(Data to use begins)

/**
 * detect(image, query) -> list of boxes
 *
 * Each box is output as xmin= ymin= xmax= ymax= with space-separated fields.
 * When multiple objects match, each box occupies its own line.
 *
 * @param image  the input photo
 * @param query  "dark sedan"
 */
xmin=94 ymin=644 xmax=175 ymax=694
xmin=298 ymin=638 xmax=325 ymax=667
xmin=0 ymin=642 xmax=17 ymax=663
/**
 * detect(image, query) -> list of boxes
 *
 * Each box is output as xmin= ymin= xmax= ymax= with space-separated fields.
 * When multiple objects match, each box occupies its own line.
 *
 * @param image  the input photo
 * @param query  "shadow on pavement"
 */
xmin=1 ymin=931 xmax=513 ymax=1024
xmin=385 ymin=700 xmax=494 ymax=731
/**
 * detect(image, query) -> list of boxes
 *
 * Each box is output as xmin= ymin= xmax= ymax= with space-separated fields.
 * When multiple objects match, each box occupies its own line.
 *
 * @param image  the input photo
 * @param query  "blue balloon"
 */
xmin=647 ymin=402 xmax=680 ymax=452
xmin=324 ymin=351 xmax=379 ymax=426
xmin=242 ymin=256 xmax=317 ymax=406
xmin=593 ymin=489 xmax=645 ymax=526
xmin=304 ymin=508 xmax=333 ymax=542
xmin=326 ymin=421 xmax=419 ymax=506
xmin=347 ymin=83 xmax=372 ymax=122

(Data to use ends)

§ Work required
Return the entries above exactly as they appear.

§ Result for this exercise
/**
 * detect(image, query) -> list of boxes
 *
 * Each box is output as xmin= ymin= xmax= ymax= with space-separated fields.
 * When multiple objects match, each box occupies its own line.
 *
 * @param image  the input photo
 * @param query  "dark sedan"
 */
xmin=94 ymin=644 xmax=175 ymax=694
xmin=298 ymin=638 xmax=325 ymax=667
xmin=0 ymin=642 xmax=17 ymax=663
/**
 * detect(image, query) -> list of boxes
 *
 * Each box is output as xmin= ymin= xmax= ymax= with space-separated fields.
 * When multiple objects match, each box occupies its own line.
 *
 * @param image  the input photo
 * @param query  "shadow on pavement"
 */
xmin=1 ymin=931 xmax=513 ymax=1024
xmin=385 ymin=700 xmax=494 ymax=731
/**
 * detect(image, query) -> list of boxes
 *
 * Each box is output as xmin= ymin= xmax= ymax= with space-separated fields.
 * When multiple objects match, each box occupies its own line.
 *
 * @param image  the input photo
 * @param query  "blue balloon"
 */
xmin=647 ymin=402 xmax=680 ymax=452
xmin=324 ymin=351 xmax=379 ymax=426
xmin=242 ymin=256 xmax=317 ymax=406
xmin=593 ymin=489 xmax=645 ymax=526
xmin=304 ymin=508 xmax=333 ymax=542
xmin=326 ymin=421 xmax=419 ymax=506
xmin=347 ymin=83 xmax=372 ymax=122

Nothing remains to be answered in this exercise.